Work to do:
Please output the part of the listing that runs from its first line through the line containing "POLYGON ((84 143, 69" as a JSON list of strings, one string per line, leaving out blank lines.

Records from an annotation dataset
□ □ □

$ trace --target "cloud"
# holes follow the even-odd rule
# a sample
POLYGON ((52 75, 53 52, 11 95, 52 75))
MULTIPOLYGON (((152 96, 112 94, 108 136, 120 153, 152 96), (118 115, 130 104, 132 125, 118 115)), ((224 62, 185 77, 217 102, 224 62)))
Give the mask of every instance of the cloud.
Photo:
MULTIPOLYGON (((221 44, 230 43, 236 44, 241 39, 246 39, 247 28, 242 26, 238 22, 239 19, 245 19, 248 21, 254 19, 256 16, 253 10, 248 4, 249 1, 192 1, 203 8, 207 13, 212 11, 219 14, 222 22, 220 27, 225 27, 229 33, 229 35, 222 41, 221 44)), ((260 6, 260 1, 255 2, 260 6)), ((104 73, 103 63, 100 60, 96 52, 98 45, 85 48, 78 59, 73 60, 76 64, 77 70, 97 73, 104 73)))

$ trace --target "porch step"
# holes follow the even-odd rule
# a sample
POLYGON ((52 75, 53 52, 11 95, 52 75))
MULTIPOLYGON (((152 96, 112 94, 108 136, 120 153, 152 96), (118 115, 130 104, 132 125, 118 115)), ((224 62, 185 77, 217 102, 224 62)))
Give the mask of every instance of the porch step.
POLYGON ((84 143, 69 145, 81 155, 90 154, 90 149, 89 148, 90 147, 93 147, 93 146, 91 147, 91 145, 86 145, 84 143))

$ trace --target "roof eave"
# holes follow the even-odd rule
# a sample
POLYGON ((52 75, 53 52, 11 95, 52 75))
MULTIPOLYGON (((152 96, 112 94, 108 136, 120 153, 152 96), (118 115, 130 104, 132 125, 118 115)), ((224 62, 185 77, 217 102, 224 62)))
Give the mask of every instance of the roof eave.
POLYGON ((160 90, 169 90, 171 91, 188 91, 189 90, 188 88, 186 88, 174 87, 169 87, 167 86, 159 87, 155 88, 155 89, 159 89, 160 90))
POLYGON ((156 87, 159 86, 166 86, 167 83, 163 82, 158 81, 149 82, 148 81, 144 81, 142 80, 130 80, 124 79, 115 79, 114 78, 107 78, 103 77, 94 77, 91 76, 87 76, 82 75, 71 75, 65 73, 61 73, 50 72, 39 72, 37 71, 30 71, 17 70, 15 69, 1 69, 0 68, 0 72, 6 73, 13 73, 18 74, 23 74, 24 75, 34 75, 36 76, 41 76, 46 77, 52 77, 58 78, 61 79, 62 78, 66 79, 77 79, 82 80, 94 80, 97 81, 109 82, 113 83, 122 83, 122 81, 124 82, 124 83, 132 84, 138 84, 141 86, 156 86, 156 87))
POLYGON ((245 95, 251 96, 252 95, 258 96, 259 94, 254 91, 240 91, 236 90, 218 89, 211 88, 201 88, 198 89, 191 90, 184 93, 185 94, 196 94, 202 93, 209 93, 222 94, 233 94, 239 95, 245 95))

□ □ □

Answer to the task:
[
  "$ trace --target \"cloud\"",
  "# holes follow the even-odd rule",
  "# a sample",
  "POLYGON ((52 75, 53 52, 11 95, 52 75))",
  "MULTIPOLYGON (((152 96, 112 94, 108 136, 120 153, 152 96), (118 115, 130 104, 132 125, 118 115)), ((224 62, 185 77, 217 102, 224 62)))",
  "Give the mask of every instance of the cloud.",
  "Photo:",
  "MULTIPOLYGON (((221 44, 230 43, 236 44, 241 39, 246 39, 247 28, 242 26, 238 22, 239 19, 245 19, 248 21, 254 19, 256 16, 253 10, 248 4, 249 1, 192 1, 203 8, 207 13, 212 11, 219 14, 222 22, 220 27, 225 27, 229 33, 229 35, 222 41, 221 44)), ((260 6, 260 1, 255 2, 260 6)), ((104 73, 103 63, 100 60, 96 52, 98 45, 85 48, 78 59, 73 60, 76 64, 77 70, 97 73, 104 73)))",
  "$ trace --target \"porch step\"",
  "# holes follow the even-odd rule",
  "# a sample",
  "POLYGON ((52 75, 53 52, 11 95, 52 75))",
  "MULTIPOLYGON (((152 96, 112 94, 108 136, 120 153, 152 96), (118 115, 130 104, 132 125, 118 115)), ((224 62, 185 77, 217 102, 224 62)))",
  "Give the mask of every instance of the porch step.",
  "POLYGON ((84 143, 69 145, 81 155, 90 154, 90 149, 89 148, 90 147, 93 147, 93 146, 91 147, 91 145, 86 145, 84 143))"
]